» **EXERCISE TEXT**
🛸 Hitchhiker's Guide — Phase 6: Fine-Tuning & Instruction Tuning

Read this if: You can pretrain a small LM, but you don't yet know the difference between SFT, RLHF, DPO, ORPO; you've heard "LoRA" but can't write its math; or you can't explain why QLoRA lets you fine-tune 70B on a single A100.

0. The 30-second mental model

A pretrained "base" model is a calculator that loves to complete the most likely text. To turn it into a useful assistant, you do post-training in 1–3 stages:

1. SFT (Supervised Fine-Tuning): train on (prompt, ideal_response) pairs to teach the format and behavior. ~10k–1M examples.
2. Preference learning (RLHF, DPO, ORPO): align outputs with human preferences using (prompt, chosen, rejected) triplets. The model learns subtle quality, helpfulness, and refusal behaviors that are easier to prefer than to write.
3. (Optional) Constitutional AI / RLAIF — use an LLM to generate the preference labels at scale.

Plus a separate axis: how you fine-tune.

• Full fine-tune: update every parameter. Highest quality, biggest cost (memory + storage).
• LoRA (Low-Rank Adaptation): add tiny rank-r adapters; freeze base. ~100× less memory, near-equal quality.

» **DATASET**
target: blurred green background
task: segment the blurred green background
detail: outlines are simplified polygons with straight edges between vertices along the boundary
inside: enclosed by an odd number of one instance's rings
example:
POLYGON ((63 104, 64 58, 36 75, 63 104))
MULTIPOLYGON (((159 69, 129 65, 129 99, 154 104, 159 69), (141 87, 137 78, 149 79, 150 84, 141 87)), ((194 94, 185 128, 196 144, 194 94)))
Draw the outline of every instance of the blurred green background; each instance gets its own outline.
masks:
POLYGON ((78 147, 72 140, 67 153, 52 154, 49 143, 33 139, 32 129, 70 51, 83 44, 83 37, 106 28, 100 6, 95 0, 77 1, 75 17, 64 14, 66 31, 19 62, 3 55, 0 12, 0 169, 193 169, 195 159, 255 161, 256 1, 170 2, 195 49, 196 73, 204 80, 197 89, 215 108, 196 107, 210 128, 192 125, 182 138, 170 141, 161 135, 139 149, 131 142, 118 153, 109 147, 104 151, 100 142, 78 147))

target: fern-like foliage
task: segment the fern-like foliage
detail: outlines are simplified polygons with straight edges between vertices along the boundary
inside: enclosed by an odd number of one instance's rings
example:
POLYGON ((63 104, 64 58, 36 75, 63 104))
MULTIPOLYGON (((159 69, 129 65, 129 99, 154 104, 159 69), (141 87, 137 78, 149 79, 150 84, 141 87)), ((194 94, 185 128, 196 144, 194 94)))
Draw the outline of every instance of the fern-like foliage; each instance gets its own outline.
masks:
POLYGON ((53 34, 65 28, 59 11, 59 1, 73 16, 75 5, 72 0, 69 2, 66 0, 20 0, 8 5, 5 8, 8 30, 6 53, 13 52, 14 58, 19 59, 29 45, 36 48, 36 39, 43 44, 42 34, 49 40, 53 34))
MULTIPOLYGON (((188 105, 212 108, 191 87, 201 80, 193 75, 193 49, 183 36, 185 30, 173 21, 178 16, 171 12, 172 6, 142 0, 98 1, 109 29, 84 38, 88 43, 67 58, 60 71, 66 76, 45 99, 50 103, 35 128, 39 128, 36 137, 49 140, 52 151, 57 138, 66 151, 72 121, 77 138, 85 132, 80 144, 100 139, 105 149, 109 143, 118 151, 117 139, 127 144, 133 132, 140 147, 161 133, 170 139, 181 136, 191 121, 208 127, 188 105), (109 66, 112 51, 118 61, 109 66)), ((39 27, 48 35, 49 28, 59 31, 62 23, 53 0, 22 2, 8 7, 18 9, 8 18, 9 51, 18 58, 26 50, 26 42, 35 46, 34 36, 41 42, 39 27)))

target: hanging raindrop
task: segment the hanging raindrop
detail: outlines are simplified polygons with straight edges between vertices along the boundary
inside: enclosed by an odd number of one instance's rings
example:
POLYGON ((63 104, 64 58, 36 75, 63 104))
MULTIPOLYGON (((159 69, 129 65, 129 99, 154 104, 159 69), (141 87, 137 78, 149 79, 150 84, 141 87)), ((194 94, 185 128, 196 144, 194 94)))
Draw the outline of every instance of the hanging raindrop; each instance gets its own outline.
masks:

» **QUESTIONS ON THE MATERIAL**
A. Could you rewrite the fine-tuning guide starting with "1. SFT (Supervised" and going on through "how you fine-tune.", putting "triples" in place of "triplets"?
B. Can you continue the guide to fine-tuning and instruction tuning from where it stops?

» **RESPONSES FOR EACH TASK**
A.
1. SFT (Supervised Fine-Tuning): train on (prompt, ideal_response) pairs to teach the format and behavior. ~10k–1M examples.
2. Preference learning (RLHF, DPO, ORPO): align outputs with human preferences using (prompt, chosen, rejected) triples. The model learns subtle quality, helpfulness, and refusal behaviors that are easier to prefer than to write.
3. (Optional) Constitutional AI / RLAIF — use an LLM to generate the preference labels at scale.

Plus a separate axis: how you fine-tune.

B.
• QLoRA: LoRA on top of a 4-bit quantized base. Lets you fine-tune 70B on one A100 80GB.

By the end of Phase 6 you should:

• Build an SFT dataset and run a real SFT job with HuggingFace trl's SFTTrainer.
• Derive LoRA's math; explain r and α.
• Configure QLoRA correctly (NF4, double-quant, paged optimizers).
• Explain DPO's loss derivation from PPO's optimum.
• Know when to fine-tune vs RAG vs prompt-engineer.

1. The post-training pipeline at a glance

Base model  ──SFT on demos──►  SFT model  ──preference learning──►  Aligned model
   (lossy completer)              (instruction follower)             (helpful + harmless)

Real production stacks (OpenAI, Anthropic, Llama-3): SFT on millions of demos → DPO (or RLHF) on hundreds of thousands of preferences → optional rejection sampling, constitutional AI, red-teaming, eval gates.

2. Stage 1 — Supervised Fine-Tuning (SFT)

2.1 The data

Each example is (prompt, response). Crucially, loss is computed only on the response tokens, not the prompt. The prompt is conditioning context.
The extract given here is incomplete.